#### Records shown ####

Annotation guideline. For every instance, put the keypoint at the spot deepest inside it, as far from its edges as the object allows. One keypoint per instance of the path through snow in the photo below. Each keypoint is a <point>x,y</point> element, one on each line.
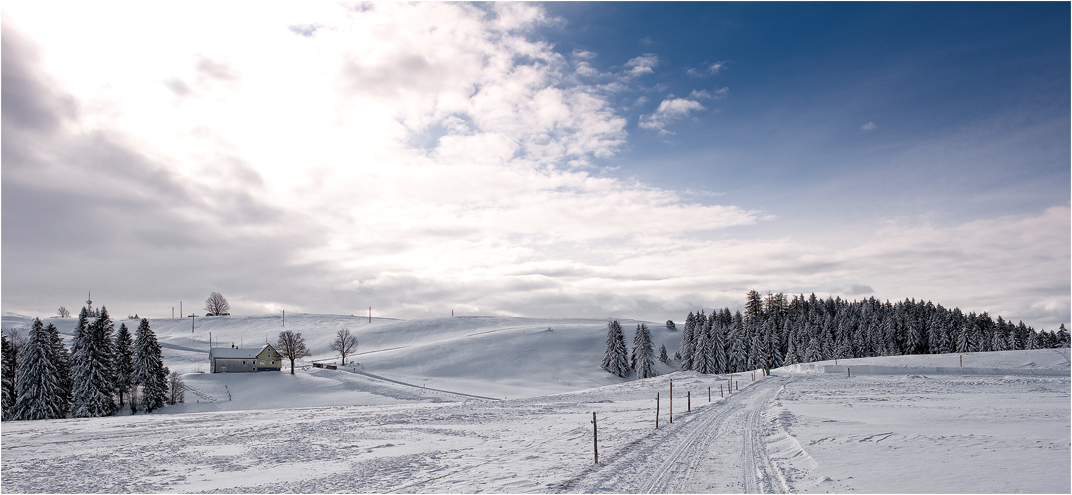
<point>717,449</point>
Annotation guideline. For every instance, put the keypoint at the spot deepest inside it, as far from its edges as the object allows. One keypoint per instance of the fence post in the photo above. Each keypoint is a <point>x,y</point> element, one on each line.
<point>595,440</point>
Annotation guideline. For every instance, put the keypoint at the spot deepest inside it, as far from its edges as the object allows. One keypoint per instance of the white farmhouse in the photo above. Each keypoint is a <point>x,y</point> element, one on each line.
<point>244,360</point>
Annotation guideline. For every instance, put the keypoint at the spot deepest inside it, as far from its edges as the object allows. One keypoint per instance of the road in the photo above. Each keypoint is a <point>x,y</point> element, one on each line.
<point>716,449</point>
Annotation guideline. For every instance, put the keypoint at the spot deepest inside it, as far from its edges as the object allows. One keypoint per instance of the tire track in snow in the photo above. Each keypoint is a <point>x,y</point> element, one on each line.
<point>697,454</point>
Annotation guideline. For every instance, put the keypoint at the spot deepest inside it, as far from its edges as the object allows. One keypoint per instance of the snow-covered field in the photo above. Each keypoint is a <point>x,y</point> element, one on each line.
<point>1001,423</point>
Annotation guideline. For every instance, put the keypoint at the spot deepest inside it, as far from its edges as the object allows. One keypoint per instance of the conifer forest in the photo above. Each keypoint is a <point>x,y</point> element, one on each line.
<point>776,331</point>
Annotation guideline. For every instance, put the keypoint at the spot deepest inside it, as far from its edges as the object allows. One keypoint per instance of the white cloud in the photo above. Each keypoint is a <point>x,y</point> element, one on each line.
<point>289,163</point>
<point>668,111</point>
<point>641,65</point>
<point>703,94</point>
<point>709,71</point>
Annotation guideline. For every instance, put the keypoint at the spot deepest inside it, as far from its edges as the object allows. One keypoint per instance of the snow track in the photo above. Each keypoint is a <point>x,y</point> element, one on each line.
<point>717,448</point>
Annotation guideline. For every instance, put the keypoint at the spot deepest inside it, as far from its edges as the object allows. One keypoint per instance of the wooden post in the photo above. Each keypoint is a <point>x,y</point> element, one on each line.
<point>595,440</point>
<point>656,410</point>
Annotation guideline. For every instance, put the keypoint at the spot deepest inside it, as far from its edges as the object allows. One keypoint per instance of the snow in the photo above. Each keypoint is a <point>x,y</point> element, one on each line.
<point>407,418</point>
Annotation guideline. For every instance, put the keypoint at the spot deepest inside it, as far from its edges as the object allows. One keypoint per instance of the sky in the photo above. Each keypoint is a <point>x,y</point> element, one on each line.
<point>550,160</point>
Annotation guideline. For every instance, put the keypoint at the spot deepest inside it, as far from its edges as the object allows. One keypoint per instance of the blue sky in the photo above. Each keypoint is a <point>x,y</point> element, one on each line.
<point>804,78</point>
<point>630,160</point>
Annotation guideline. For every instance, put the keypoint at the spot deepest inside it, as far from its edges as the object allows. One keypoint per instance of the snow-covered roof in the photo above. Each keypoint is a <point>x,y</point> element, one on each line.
<point>237,353</point>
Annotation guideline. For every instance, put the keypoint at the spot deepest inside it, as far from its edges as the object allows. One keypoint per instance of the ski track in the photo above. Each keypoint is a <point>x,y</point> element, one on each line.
<point>693,455</point>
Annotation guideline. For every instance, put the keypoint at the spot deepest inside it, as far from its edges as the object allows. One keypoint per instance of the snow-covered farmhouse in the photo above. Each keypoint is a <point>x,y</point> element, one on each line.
<point>239,360</point>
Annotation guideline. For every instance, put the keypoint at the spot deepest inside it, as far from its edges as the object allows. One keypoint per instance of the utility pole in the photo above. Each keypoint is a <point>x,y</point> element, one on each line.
<point>595,437</point>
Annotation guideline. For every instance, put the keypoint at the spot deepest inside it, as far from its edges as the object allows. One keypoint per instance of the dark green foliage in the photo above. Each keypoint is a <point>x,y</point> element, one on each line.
<point>8,371</point>
<point>38,389</point>
<point>124,361</point>
<point>149,371</point>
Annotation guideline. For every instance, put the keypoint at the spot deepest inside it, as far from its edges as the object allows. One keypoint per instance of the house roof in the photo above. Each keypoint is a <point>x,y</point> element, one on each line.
<point>238,353</point>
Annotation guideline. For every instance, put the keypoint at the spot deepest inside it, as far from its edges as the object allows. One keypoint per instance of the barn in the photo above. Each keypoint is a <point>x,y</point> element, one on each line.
<point>244,360</point>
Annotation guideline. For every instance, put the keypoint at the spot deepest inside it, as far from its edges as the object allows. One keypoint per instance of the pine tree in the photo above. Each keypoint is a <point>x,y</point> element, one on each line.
<point>39,392</point>
<point>962,340</point>
<point>718,347</point>
<point>8,371</point>
<point>62,358</point>
<point>149,371</point>
<point>93,371</point>
<point>124,361</point>
<point>703,361</point>
<point>636,347</point>
<point>687,342</point>
<point>610,351</point>
<point>738,356</point>
<point>645,353</point>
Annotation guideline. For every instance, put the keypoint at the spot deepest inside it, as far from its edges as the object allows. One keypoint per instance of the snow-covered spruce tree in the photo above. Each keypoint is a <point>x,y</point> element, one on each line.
<point>292,345</point>
<point>636,347</point>
<point>616,359</point>
<point>93,371</point>
<point>149,370</point>
<point>645,353</point>
<point>8,370</point>
<point>38,389</point>
<point>176,388</point>
<point>738,357</point>
<point>62,364</point>
<point>718,345</point>
<point>703,361</point>
<point>687,342</point>
<point>124,361</point>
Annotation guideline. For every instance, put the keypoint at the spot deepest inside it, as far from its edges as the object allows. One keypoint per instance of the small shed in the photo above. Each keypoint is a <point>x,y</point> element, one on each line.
<point>244,360</point>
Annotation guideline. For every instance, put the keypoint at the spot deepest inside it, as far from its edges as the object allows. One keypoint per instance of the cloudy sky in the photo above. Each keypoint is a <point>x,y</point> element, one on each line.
<point>589,160</point>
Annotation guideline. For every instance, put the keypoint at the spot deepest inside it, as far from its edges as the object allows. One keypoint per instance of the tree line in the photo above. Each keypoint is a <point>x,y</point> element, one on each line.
<point>777,331</point>
<point>102,372</point>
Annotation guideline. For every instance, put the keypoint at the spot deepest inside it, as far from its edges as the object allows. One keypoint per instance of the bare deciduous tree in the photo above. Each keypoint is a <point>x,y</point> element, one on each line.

####

- What is expected
Reproduce the entries exactly. Do not carry over any picture.

- Response box
Annotation guideline. For every instance, put the keypoint at the spot deepest inside it, as far from its edges as the object allows. One keypoint per instance of the path through snow in the photo below. Each keypoint is a <point>x,y</point> element, one on each line.
<point>717,449</point>
Annotation guideline. For every instance, put the keypoint at the spot deepest inside it, as far from its edges as the object allows. One keypoint per instance of the fence post in the photo above. Each keypoint is a <point>x,y</point> element, one on each line.
<point>595,440</point>
Annotation guideline. For every instance, put the keypoint at the spot deepest inside it, as far from its edges as the object allows. One keypoint per instance of the white farmhouse in the photo above. Each keypoint is a <point>x,y</point> element, one on each line.
<point>244,360</point>
Annotation guideline. For every instance, put the keypoint at the spot deepest inside it, as far from its edges as the object allows. One keypoint per instance of the road in the photo above. Each keypoint is a <point>x,y</point> element, one on each line.
<point>716,449</point>
Annotation guideline. For every instance, put the keypoint at the spot deepest inside it, as far from its edges as the object allows. One keypoint per instance of the tire track in snow in the photo above. Each keypoint is a <point>x,y</point> element, one on each line.
<point>697,454</point>
Annotation guideline. For every instance, put the keypoint at the spot deepest inside it, as far from its edges as the object allows. One keypoint per instance of the snow-covered field in the photo above. Each keypoint is a <point>x,y</point> element, one on each line.
<point>1001,423</point>
Annotation guideline. For every instance, put the keypoint at the spot deepest inside it, as far from its edges as the object allows. One keypoint per instance of the conifer forest in the photo above. Each keypoint is a <point>x,y</point> element, one on each line.
<point>776,331</point>
Annotation guideline. For every instance, put the keypoint at the spot deepest inside it, as far from its edges as the object allows. One keypoint per instance of the white cloud in the photo above. Each keypoint is a <point>x,y</point> element, one on each line.
<point>289,163</point>
<point>668,111</point>
<point>641,65</point>
<point>703,94</point>
<point>709,71</point>
Annotation guideline. For every instance, put the keypoint at the spot deepest inside it, as far from its edges as the object allows. One keypoint per instance of the snow track in the photo above. Each keypoint is a <point>x,y</point> element, one on each line.
<point>717,448</point>
Annotation guideline. For every instance, put the keypoint at the spot deepest inside it, as far from its edges as the object allows. One keypoint per instance of the wooden post in the photo above. Each keypoint is a <point>x,y</point> element, one on each line.
<point>595,440</point>
<point>656,410</point>
Annotation guideline. For every instance, put the keypoint at the spot deepest inside it, as far from its edges as the object allows. One keypoint per instance of the snow in the photo above. Each keypoint is a <point>x,y</point> element, one on each line.
<point>407,418</point>
Annotation guideline. For every instance, put the keypoint at the spot deepest inside it, as far from its edges as the object allows. One keypoint per instance of the sky in the photo above. Each keypoint is a <point>x,y</point> element, one on each line.
<point>550,160</point>
Annotation guideline. For every instance, put the keypoint at the spot deepest inside it, as far from its edges as the object allows. One keypoint per instance of the blue sky in the photo above. Each keypoint is a <point>x,y</point> element, one on each line.
<point>804,78</point>
<point>630,160</point>
Annotation guideline. For every instance, put the keypoint at the spot deepest inside it, as far from its edges as the object allows. One keypoint per instance of the snow-covered roof in the photo above. Each keypoint is a <point>x,y</point> element, one on each line.
<point>237,353</point>
Annotation guideline. For every instance, put the keypoint at the spot deepest inside it, as far from its edges as the object allows. One keypoint per instance of the ski track in the photo above. Each keypoint is a <point>x,y</point> element, one on each line.
<point>693,455</point>
Annotation guideline. For every instance, put the keypoint at the spot deepest inside it, as far from its edges as the object allows. One keypoint per instance of the snow-covered farmhouse in the photo above. Each keypoint is a <point>x,y</point> element, one on each line.
<point>239,360</point>
Annotation guideline. For every instance, put the keypoint at the spot deepest inside it, as far from its edges as the object allows. One keypoint per instance of the utility pole in the photo above. Each keypoint is a <point>x,y</point> element, one on each line.
<point>595,437</point>
Annotation guideline. For every instance, put the keypoint at the spot deepest inside it, as far from its edges as the object allows. One keypoint per instance of the dark green foliage in the photo above. Each keypoint is a <point>x,y</point> element, one on each line.
<point>8,371</point>
<point>38,389</point>
<point>124,361</point>
<point>149,371</point>
Annotation guideline. For every instance, put the keypoint at the spot deepest inside it, as far from its edges as the object allows. One keypoint per instance of the house roof in the photo above. Each keypoint is a <point>x,y</point> element, one on each line.
<point>238,353</point>
Annotation guideline. For every instance, put the keypoint at the spot deepest inside it, as far from its edges as the object allows. One keypoint per instance of the barn in the photo above. Each keypoint is a <point>x,y</point> element, one on each line.
<point>244,360</point>
Annotation guideline. For every instance, put the keypoint at the spot deepest inside it, as far from its edges as the object allows. One keypoint per instance of the pine tree in the photo above. Each keypoint is a <point>x,y</point> element, one on each line.
<point>39,392</point>
<point>962,340</point>
<point>718,347</point>
<point>8,371</point>
<point>62,358</point>
<point>149,371</point>
<point>93,371</point>
<point>124,361</point>
<point>703,361</point>
<point>636,347</point>
<point>687,342</point>
<point>610,351</point>
<point>738,356</point>
<point>645,353</point>
Annotation guideline. For every instance, put the keypoint at the spot deepest inside it, as far from its edges as the object allows. One keypoint per instance of the snow-covered spruce tree in the photo above. Each keypoint is a <point>x,y</point> element, one on each line.
<point>292,345</point>
<point>636,347</point>
<point>616,359</point>
<point>93,371</point>
<point>149,370</point>
<point>645,353</point>
<point>8,370</point>
<point>38,389</point>
<point>176,388</point>
<point>738,357</point>
<point>62,364</point>
<point>718,345</point>
<point>703,361</point>
<point>687,342</point>
<point>124,361</point>
Annotation guideline. For every instance, put the keypoint at the spot deepest inside it, as far from its edges as the object allows. One keypoint per instance of the small shed in the photo above. Each keypoint is a <point>x,y</point> element, one on each line.
<point>244,360</point>
Annotation guideline. For every instance, put the keypoint at the spot deepest inside it, as far from its edges as the object allows. One keypoint per instance of the cloudy sky in the photo above. Each keypoint is a <point>x,y</point> element, one on each line.
<point>589,160</point>
Annotation guideline. For every instance, put the keypoint at the spot deepest inside it, as far from its edges as the object allows. One keypoint per instance of the tree line in the photo above. Each keypoint is a <point>x,y</point> element, one on each line.
<point>777,331</point>
<point>102,372</point>
Annotation guideline. For every instance, put the keypoint at the spot deepest inside it, as far from its edges as the object allows. One keypoint per instance of the bare deciduous tree in the photo above. Each keypoint is a <point>x,y</point> element, one on each line.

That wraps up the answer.